Extract ::
========
Yesterday, I cleared my calendar for the long-awaited delivery of a new dishwasher. Arriving early so I wouldn’t miss the delivery hours, I imagined having a dishwasher that would work well, with a black face to match all the other appliances. The sales person in the store spent a lot of time with us, choosing just the right model and color, and seemed quite proficient in executing the order. The delivery men removed the old, nonfunctional dishwasher and brought in the new one. Unfortunately, it had a bright, white face. Definitely not what we ordered.
What ensued was a series of phone calls to the central calling center of the company. You know how that goes. “Push one if…” 25 minutes later, I was speaking with Denise, a real human being, who spent another five minutes finding, and then reading off the order – which I had in my hands. Then she tried to match the numbers on the order to the model, which the delivery man had already done. Clearly, she had no idea what to do about the situation, but didn’t know how to say that. I suggested that if she couldn’t help, perhaps I could speak with her supervisor. While I waited for her to find out how to connect me, I mentioned that, when a company has made an error, the customer appreciates an apology.
In my medical career, I have run late many times. For several years, I was so over-booked that my patients were genuinely surprised when they were called in to the exam room on time. One patient became somewhat annoyed when we ran on time, as she said: “When I come here, I look forward to having some time to read the magazines in your waiting room!” Other patients were clearly angry, and several expressed, “My time is just as important as your time.” Early in my career, assuming my patients knew I was working as hard as I could, I felt they didn’t need an apology. It wasn’t that I was slacking off or wasting time – I was taking good care of people and that is why I ran late. They, too, would get all the time they needed.
I was wrong.
When we commit to doing something that involves others, whether it’s placing an order for a specific item or making an appointment for medical care, we expect the other person to hold up their end of the agreement. We expect them to pay for the item and be ready for its delivery, or arrive for their appointment at a specific time. When we don’t honor our end of the agreement, we inconvenience them – and we risk losing our credibility, their respect, and their willingness to trust us again. It is true that sometimes, we cannot honor our commitment. An apology tells the other person that we appreciate that they held up their end of the bargain and that we wish we had been able to hold up our end as well. It is a simple and powerful way of acknowledging that we have let them down, inconvenienced them, and that we are sorry about that. It says, “I care about you and about our relationship.”
Nowadays, I always apologize when I enter an exam room after the patient has waited. It is a simple, heartfelt sentence that creates partnership and rapport, and puts us on a path together toward understanding and solving their problem.
When I suggested to Denise that an apology might be appreciated, she enthusiastically said, “I’m really sorry!” I definitely felt better.
========
[Dataset entries]

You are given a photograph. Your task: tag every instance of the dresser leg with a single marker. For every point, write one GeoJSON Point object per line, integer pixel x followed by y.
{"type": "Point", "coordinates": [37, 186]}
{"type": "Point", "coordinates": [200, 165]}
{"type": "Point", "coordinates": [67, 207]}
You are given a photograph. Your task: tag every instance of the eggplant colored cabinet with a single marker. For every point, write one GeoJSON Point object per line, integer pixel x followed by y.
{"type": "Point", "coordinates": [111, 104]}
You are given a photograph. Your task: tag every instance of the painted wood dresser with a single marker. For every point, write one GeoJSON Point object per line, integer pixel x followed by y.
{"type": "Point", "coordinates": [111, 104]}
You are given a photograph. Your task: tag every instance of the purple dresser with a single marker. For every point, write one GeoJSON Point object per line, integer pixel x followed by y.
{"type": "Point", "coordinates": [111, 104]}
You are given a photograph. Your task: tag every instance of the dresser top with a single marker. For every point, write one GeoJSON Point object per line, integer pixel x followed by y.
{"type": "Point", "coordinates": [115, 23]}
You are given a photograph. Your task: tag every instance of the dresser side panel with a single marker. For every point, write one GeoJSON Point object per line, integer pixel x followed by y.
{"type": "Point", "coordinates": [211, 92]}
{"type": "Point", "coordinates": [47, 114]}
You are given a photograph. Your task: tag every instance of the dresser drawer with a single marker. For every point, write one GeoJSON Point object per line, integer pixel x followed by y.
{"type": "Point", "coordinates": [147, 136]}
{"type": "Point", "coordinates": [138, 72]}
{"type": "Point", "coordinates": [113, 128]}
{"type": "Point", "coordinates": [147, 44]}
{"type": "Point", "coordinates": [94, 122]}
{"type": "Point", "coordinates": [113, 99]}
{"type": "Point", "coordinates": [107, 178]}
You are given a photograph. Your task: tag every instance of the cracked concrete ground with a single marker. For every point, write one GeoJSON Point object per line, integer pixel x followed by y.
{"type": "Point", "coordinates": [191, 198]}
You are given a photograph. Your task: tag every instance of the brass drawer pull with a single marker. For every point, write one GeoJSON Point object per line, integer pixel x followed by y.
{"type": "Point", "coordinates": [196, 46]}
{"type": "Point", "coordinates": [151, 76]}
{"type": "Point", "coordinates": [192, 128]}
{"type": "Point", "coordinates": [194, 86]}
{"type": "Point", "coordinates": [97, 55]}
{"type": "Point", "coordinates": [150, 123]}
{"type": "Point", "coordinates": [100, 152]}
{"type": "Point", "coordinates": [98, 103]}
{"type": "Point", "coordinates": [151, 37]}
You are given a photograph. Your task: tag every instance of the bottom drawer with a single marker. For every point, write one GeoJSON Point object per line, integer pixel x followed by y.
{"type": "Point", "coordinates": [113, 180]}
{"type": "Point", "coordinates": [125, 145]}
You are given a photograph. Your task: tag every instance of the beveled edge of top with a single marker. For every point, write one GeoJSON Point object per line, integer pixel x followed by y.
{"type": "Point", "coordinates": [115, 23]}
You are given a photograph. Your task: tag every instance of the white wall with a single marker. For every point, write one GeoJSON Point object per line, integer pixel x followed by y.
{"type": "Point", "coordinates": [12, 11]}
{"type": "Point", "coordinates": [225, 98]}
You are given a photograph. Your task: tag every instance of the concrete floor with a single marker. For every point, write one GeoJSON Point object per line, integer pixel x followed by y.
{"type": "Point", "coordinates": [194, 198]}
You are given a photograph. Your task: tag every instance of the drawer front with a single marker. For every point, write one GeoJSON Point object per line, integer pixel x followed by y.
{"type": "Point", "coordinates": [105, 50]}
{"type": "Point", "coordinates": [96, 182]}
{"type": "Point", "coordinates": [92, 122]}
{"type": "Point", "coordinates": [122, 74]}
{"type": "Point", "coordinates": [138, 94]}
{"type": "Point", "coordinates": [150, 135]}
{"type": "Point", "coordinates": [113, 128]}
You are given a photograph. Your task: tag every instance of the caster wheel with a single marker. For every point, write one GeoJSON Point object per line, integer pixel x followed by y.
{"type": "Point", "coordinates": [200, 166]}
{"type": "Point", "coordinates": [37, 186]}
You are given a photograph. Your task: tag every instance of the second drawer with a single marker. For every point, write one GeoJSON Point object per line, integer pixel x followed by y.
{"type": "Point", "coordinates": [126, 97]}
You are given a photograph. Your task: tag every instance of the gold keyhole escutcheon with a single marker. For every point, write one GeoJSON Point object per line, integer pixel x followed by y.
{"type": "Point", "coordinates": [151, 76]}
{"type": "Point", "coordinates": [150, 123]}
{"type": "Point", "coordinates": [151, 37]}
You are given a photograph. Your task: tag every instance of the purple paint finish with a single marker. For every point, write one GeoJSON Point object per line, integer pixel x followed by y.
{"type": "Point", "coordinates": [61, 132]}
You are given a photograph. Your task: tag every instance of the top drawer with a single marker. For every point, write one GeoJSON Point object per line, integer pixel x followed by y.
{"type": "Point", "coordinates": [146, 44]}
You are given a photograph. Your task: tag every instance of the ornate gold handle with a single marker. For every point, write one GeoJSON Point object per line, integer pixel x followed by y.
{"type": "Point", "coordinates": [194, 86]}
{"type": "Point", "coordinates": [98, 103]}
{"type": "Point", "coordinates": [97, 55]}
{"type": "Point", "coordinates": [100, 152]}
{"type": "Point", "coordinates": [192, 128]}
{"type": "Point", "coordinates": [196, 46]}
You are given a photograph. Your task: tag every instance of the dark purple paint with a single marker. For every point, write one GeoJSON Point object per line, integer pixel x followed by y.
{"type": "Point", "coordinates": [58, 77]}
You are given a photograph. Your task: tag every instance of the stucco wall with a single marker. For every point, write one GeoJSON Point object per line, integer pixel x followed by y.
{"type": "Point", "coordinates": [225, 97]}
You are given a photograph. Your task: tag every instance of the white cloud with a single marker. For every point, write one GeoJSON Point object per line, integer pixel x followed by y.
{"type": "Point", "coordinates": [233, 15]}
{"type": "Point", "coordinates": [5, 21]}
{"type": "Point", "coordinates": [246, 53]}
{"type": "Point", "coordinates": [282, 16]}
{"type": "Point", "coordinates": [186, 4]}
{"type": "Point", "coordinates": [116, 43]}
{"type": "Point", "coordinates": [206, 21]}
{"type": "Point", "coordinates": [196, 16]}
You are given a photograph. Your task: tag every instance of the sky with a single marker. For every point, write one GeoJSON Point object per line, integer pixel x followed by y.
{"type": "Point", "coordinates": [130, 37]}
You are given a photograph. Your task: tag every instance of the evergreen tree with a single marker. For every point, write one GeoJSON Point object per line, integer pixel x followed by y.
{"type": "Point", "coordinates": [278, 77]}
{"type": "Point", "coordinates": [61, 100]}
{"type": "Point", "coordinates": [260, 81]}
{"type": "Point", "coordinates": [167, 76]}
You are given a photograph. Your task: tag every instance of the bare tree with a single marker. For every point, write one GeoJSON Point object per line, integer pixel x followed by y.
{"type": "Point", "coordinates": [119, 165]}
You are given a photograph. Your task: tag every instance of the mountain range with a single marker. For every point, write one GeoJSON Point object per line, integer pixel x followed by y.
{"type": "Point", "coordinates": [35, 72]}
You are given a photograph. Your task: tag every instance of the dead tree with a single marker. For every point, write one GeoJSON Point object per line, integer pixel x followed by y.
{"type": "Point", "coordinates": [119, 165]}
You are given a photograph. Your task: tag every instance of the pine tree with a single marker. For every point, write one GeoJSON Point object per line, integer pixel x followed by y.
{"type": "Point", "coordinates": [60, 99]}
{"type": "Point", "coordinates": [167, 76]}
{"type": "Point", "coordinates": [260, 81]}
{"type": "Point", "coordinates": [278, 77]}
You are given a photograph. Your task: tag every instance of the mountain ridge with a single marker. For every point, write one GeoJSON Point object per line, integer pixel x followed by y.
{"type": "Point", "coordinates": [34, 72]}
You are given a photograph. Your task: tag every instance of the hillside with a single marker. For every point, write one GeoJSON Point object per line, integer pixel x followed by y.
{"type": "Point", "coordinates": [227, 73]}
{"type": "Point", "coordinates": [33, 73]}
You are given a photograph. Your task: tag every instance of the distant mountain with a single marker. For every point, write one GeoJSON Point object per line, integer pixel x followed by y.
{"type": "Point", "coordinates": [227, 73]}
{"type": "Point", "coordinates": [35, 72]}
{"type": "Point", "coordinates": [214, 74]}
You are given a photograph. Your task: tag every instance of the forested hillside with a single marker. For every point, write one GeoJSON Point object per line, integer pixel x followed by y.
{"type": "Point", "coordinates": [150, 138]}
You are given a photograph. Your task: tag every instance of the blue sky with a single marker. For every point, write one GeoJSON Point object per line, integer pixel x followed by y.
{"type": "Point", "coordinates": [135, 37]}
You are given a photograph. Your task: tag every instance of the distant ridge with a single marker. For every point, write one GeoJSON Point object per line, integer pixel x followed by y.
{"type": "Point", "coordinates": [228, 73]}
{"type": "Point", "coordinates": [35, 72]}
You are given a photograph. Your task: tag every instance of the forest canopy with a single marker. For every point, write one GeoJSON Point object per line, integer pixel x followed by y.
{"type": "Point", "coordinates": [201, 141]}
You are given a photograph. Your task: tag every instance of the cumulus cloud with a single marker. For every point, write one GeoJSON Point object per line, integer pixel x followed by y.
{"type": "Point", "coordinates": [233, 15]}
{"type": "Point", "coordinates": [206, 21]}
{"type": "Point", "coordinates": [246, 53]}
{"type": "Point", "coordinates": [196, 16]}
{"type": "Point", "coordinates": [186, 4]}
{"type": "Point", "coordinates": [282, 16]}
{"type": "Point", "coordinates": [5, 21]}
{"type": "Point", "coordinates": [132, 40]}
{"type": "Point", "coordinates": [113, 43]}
========
Prompt :: What does the essay on apologizing say, quoted word for word, from "What ensued was" up to and including "appreciates an apology."?

Task solution ::
What ensued was a series of phone calls to the central calling center of the company. You know how that goes. “Push one if…” 25 minutes later, I was speaking with Denise, a real human being, who spent another five minutes finding, and then reading off the order – which I had in my hands. Then she tried to match the numbers on the order to the model, which the delivery man had already done. Clearly, she had no idea what to do about the situation, but didn’t know how to say that. I suggested that if she couldn’t help, perhaps I could speak with her supervisor. While I waited for her to find out how to connect me, I mentioned that, when a company has made an error, the customer appreciates an apology.